Wherever the word "station" occurs in the listing, copy the whole line.

Data to process:

====

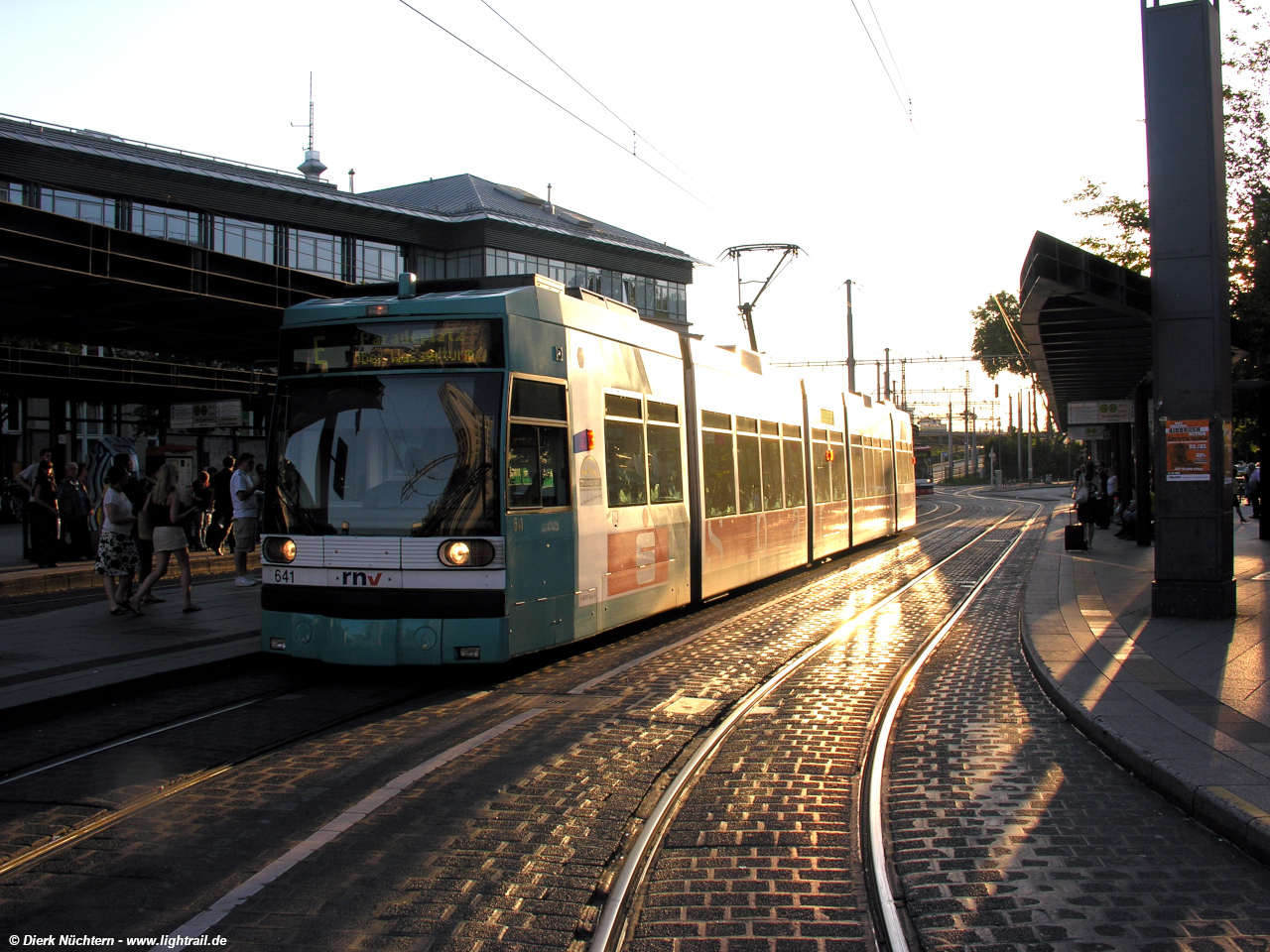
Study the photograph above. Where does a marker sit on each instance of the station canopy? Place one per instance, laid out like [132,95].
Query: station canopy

====

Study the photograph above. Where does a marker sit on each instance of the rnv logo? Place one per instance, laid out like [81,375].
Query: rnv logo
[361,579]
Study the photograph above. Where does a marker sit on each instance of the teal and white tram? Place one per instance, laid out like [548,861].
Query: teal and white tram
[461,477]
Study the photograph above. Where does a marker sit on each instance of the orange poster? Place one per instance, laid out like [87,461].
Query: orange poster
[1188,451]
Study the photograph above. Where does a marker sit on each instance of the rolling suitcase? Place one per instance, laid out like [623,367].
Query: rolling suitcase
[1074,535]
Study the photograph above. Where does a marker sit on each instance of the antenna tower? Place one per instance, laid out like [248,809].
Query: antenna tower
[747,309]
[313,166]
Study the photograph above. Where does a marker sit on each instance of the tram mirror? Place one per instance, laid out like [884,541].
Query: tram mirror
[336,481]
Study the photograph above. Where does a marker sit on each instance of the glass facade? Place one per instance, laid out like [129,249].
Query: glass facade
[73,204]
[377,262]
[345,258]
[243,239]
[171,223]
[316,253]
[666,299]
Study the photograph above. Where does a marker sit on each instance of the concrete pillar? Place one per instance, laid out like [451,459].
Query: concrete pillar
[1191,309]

====

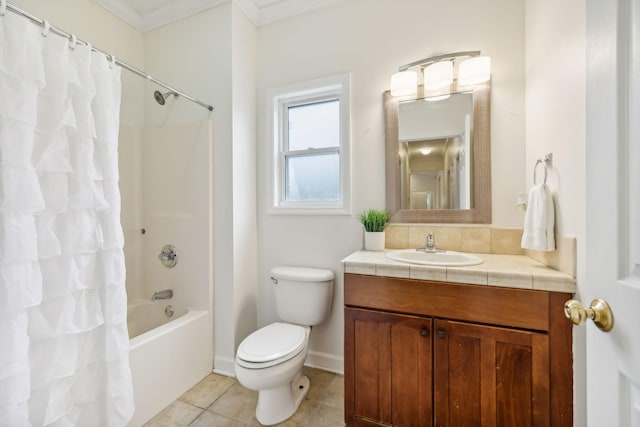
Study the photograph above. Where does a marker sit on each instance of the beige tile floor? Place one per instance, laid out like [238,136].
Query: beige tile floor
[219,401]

====

Solution for this problem:
Study the photograph above. Where does a marker sit on each instance of the station canopy? Place one per instance, laid out like [132,95].
Query: station canopy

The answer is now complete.